======== Extract
The DESIRE report concluded that format diversity would remain: "vested interests, competitive advantage, integration with legacy systems or custom and practice will always mean that there are differences of approach".

3. Interoperability

This existing diversity of formats has major implications for interoperability. One response to this problem is the production of metadata crosswalks (or mappings) between one or more formats. At a very basic level, crosswalks can be used as a means of comparing metadata formats and their potential for interoperability. They can also, however, be used as the basis for the production of a specific format conversion program or, potentially, for the production of search systems that would permit the interrogation of heterogeneous metadata formats.

Interoperability, in this context, requires the adoption of core metadata formats, like that proposed by the Dublin Core (DC) initiative, to act as intermediaries for semantic interoperability between heterogeneous resource description models [3, 4]. Stu Weibel suggests that the promotion of a "commonly understood set of core descriptors will improve the prospects for cross-disciplinary search by unifying related attributes" [5]. With specific reference to Dublin Core, Weibel suggests that one approach to interoperability in a heterogeneous resource description environment would be to map many description schemas into a common set (like DC) which would give users "a single semantic model for searching" [6]. Crosswalks from Dublin Core to a variety of other metadata formats, including ROADS templates, USMARC have been produced with interoperability issues in mind [7].
================
======== Extracted information
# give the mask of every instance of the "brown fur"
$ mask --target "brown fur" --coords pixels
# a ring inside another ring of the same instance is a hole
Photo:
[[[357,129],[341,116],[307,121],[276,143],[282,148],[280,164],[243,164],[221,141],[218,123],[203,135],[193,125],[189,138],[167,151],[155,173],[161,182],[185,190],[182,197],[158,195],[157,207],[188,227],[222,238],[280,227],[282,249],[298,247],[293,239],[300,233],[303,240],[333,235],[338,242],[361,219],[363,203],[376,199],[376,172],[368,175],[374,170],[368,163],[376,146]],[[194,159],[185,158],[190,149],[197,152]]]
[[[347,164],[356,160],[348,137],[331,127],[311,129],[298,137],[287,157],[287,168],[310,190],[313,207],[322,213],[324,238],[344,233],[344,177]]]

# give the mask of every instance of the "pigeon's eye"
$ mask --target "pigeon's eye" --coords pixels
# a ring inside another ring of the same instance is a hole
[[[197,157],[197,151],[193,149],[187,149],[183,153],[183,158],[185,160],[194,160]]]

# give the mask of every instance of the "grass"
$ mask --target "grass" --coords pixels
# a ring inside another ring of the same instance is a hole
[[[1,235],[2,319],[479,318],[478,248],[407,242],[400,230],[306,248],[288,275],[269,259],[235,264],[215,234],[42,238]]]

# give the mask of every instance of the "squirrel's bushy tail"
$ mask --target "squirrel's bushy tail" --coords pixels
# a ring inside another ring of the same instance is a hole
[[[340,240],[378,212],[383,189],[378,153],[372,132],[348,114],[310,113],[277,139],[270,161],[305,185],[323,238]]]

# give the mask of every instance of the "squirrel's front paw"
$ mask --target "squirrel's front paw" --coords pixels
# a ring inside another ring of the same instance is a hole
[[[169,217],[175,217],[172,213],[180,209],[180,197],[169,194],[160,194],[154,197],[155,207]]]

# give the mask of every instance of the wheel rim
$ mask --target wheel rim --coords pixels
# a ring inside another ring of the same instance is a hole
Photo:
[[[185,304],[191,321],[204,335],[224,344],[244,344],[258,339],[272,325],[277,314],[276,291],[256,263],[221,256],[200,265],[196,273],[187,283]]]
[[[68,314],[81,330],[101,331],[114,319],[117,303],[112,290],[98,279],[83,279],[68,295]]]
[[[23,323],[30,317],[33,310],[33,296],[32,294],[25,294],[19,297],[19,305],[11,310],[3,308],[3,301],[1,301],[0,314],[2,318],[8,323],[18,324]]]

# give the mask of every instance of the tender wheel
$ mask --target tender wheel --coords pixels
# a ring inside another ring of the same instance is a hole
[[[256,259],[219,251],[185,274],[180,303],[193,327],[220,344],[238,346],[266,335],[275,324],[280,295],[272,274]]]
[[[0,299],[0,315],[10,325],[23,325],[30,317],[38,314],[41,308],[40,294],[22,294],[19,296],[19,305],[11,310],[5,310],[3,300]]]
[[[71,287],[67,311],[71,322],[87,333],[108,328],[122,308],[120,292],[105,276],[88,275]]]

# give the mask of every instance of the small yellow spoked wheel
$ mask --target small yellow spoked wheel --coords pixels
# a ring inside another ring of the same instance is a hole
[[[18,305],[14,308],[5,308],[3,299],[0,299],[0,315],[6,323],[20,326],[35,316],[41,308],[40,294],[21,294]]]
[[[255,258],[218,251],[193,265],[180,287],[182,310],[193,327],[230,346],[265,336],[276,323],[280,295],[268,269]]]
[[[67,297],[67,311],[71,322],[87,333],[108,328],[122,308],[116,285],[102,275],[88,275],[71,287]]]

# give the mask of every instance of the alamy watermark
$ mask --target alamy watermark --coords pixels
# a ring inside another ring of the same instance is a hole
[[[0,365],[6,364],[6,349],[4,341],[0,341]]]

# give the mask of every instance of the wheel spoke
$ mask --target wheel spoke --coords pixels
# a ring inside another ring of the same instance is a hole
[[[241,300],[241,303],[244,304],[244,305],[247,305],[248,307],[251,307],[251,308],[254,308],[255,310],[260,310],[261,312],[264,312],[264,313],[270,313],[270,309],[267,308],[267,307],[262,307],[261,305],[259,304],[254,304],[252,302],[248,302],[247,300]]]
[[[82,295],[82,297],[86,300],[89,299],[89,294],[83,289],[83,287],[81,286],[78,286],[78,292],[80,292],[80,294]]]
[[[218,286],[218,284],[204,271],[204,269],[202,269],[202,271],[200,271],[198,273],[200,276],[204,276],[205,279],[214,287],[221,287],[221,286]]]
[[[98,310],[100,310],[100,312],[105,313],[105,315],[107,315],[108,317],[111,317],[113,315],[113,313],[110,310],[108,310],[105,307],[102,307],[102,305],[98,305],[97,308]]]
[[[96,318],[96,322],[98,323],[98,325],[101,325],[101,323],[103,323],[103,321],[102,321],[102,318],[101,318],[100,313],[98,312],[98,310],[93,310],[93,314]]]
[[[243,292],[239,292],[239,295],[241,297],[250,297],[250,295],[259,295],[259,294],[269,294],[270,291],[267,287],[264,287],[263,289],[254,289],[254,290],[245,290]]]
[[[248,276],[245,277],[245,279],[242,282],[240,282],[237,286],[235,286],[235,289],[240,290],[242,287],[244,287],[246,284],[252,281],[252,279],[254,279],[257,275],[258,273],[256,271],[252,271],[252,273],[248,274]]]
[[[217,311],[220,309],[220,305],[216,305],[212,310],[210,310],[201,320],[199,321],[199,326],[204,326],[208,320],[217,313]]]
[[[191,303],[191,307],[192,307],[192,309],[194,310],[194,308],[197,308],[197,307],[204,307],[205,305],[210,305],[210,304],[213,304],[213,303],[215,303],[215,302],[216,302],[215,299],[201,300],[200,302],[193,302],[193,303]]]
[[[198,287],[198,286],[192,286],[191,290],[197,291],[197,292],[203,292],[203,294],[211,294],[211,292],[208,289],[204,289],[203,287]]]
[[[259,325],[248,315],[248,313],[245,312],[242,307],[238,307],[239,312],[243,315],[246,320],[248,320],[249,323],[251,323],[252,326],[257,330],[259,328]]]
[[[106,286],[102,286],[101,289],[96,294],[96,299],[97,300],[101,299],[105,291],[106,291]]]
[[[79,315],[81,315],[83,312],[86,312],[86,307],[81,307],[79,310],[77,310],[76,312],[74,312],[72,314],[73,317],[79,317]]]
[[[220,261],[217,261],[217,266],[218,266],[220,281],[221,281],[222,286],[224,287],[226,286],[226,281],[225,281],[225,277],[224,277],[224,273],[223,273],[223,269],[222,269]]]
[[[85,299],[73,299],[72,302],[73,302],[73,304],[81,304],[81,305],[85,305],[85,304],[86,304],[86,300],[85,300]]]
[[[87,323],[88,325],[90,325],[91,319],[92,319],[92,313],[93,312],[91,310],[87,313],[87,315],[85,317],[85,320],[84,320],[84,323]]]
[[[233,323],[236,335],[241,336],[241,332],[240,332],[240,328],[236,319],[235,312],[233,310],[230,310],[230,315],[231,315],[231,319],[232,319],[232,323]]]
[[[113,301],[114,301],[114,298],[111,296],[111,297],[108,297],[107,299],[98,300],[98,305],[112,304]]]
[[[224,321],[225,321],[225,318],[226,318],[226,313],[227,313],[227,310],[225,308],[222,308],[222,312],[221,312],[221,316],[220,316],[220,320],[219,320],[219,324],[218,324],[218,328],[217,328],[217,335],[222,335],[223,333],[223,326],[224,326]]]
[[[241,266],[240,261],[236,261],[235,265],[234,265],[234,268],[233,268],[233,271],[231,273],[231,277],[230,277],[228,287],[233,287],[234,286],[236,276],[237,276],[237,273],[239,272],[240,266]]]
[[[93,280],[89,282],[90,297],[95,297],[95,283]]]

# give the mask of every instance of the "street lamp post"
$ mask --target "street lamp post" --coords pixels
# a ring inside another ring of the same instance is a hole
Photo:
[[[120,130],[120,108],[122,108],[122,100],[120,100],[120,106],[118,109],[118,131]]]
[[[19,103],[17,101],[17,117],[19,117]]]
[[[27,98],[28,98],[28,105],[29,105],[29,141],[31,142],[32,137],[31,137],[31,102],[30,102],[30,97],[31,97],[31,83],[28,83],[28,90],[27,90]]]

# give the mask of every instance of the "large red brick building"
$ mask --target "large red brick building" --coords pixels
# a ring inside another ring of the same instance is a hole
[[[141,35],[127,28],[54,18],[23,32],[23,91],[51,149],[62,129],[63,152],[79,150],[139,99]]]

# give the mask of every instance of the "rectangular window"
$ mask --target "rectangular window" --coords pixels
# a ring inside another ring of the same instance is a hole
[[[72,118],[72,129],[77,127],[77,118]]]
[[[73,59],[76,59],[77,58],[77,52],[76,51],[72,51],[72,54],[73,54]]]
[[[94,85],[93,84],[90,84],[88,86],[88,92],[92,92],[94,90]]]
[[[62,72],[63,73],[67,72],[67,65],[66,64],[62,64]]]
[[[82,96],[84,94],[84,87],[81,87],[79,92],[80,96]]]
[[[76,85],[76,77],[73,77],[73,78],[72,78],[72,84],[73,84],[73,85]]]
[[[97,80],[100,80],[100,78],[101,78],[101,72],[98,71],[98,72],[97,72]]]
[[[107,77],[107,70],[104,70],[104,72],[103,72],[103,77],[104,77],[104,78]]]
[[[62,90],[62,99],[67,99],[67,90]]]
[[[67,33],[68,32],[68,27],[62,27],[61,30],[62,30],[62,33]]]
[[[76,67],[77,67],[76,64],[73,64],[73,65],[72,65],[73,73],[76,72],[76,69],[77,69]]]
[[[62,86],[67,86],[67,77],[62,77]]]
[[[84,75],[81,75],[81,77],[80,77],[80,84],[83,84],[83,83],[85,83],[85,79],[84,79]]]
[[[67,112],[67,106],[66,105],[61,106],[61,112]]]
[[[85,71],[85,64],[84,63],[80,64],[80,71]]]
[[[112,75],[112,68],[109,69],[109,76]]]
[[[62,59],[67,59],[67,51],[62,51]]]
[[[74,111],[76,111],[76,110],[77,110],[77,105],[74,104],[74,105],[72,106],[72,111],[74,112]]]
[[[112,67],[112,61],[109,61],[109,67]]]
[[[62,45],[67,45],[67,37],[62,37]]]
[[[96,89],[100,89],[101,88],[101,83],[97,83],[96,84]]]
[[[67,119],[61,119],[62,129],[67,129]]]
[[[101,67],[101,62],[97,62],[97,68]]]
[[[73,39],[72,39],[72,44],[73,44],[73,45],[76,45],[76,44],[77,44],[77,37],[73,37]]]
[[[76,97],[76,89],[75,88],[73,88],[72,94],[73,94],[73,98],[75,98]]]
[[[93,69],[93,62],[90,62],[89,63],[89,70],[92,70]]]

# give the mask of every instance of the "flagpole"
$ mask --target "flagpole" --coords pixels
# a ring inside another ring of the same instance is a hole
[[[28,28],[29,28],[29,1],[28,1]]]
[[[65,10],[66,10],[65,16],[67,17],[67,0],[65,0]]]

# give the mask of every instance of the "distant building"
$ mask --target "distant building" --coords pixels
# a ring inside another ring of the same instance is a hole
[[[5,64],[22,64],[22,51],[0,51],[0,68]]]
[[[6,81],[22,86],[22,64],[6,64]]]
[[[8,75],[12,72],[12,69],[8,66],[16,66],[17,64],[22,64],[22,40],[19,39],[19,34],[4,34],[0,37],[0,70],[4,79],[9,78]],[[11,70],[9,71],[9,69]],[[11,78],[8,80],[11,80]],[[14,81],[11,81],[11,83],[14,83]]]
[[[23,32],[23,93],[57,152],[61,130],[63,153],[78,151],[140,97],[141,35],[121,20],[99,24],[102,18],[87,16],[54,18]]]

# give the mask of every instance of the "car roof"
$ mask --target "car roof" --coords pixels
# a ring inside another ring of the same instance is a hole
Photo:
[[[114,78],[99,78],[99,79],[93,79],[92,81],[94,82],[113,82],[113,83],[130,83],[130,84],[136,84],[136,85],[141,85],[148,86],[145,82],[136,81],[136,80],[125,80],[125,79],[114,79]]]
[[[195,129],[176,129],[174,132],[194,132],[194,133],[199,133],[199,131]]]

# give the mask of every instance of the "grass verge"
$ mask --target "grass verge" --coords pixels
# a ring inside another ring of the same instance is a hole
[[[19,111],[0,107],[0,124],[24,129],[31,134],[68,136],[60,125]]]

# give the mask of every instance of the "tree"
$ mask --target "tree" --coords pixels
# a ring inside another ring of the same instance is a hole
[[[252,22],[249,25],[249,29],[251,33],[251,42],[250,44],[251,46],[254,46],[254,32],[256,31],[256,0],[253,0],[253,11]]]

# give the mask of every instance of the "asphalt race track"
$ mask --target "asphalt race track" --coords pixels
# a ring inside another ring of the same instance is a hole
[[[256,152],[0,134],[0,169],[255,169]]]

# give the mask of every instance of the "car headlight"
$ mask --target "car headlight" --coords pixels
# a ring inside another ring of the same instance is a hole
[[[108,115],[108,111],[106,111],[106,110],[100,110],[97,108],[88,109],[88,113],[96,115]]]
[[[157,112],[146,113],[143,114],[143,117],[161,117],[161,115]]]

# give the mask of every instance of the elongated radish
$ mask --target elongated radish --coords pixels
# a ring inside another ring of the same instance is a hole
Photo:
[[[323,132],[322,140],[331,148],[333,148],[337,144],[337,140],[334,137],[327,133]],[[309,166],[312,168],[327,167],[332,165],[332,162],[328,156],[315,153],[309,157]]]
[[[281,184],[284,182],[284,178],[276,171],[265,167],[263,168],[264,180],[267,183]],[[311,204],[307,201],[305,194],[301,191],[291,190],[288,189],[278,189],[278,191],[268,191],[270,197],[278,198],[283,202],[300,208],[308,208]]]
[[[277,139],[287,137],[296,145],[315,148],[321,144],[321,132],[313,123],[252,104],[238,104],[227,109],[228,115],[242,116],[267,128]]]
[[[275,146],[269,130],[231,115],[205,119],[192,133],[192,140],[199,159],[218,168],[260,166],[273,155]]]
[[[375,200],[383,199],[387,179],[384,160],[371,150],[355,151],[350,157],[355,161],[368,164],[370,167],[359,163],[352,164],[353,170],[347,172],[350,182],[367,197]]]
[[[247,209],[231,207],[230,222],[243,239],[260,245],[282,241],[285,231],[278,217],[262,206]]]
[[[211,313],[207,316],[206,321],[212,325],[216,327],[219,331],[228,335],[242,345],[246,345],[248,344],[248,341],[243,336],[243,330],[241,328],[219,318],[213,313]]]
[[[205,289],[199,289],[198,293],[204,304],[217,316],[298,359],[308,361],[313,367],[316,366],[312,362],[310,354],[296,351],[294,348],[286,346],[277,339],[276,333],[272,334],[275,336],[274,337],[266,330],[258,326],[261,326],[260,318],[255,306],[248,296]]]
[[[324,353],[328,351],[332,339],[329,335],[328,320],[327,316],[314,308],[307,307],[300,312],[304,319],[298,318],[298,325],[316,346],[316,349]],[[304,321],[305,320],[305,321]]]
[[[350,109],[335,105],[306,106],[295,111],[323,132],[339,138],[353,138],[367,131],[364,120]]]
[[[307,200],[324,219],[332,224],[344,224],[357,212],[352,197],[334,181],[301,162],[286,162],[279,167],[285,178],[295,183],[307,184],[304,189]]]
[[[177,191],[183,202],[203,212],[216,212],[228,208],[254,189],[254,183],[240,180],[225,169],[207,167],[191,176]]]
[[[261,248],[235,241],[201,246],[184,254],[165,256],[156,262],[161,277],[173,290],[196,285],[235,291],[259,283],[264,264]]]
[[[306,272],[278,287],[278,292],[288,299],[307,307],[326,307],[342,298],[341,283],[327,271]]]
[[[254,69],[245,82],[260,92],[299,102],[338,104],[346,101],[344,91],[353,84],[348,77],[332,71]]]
================
* [Problems to work on]:
A - Reproduce the passage on metadata interoperability word for word, starting with "Interoperability, in this" and going on through "in mind [7].".
B - In the passage on metadata interoperability, what does Weibel say users would gain from mapping many description schemas into a common set such as Dublin Core?
C - Extend the passage on metadata interoperability beyond its final sentence.

* [Responses for each task]:
A -
Interoperability, in this context, requires the adoption of core metadata formats, like that proposed by the Dublin Core (DC) initiative, to act as intermediaries for semantic interoperability between heterogeneous resource description models [3, 4]. Stu Weibel suggests that the promotion of a "commonly understood set of core descriptors will improve the prospects for cross-disciplinary search by unifying related attributes" [5]. With specific reference to Dublin Core, Weibel suggests that one approach to interoperability in a heterogeneous resource description environment would be to map many description schemas into a common set (like DC) which would give users "a single semantic model for searching" [6]. Crosswalks from Dublin Core to a variety of other metadata formats, including ROADS templates, USMARC have been produced with interoperability issues in mind [7].

B - A single semantic model for searching.

C -
3.1 Heterogeneous resource discovery

3.1.1 The MODELS project

The MODELS (MOving to Distributed Environments for Library Services) project is funded by the Joint Information Systems Committee of the UK higher education funding councils under its Electronic Libraries (eLib) programme. MODELS was motivated by a recognised need to develop an applications framework to manage the rapidly multiplying range of distributed heterogeneous information resources and services being offered to libraries and their users [8]. It was felt that, without such a framework, networked information use would not be as effective as it could be. MODELS essentially provides a forum (primarily in the form of a series of workshops) for exploring shared concerns, addressing design and implementation issues, initiating concerted actions, and working towards a shared view of preferred systems and architectural solutions. Resource discovery issues have featured widely in MODELS discussions. For example, the MODELS 2 workshop was simultaneously the OCLC/UKOLN Warwick Metadata Workshop (now known as DC-2) that developed the concept of the Warwick Framework [9].

The MODELS 4 workshop concerned integrating access to resources across domains (defined as institutions, disciplines or regions) and identified a systems framework that would use a layered approach to cross-domain resource discovery. At the highest layer, the system could utilise a simple generic metadata format (like Dublin Core) for basic resource discovery. At lower layers of resource discovery, the same system could be configured to use descriptive information from domain-specific metadata formats. Rosemary Russell characterises this as enabling a user, "in a single search environment, to 'drill down' or move progressively through a hierarchy of increasingly rich and specialist metadata as they ... [move] through a continuum from resource discovery to resource evaluation, access, and use" [10].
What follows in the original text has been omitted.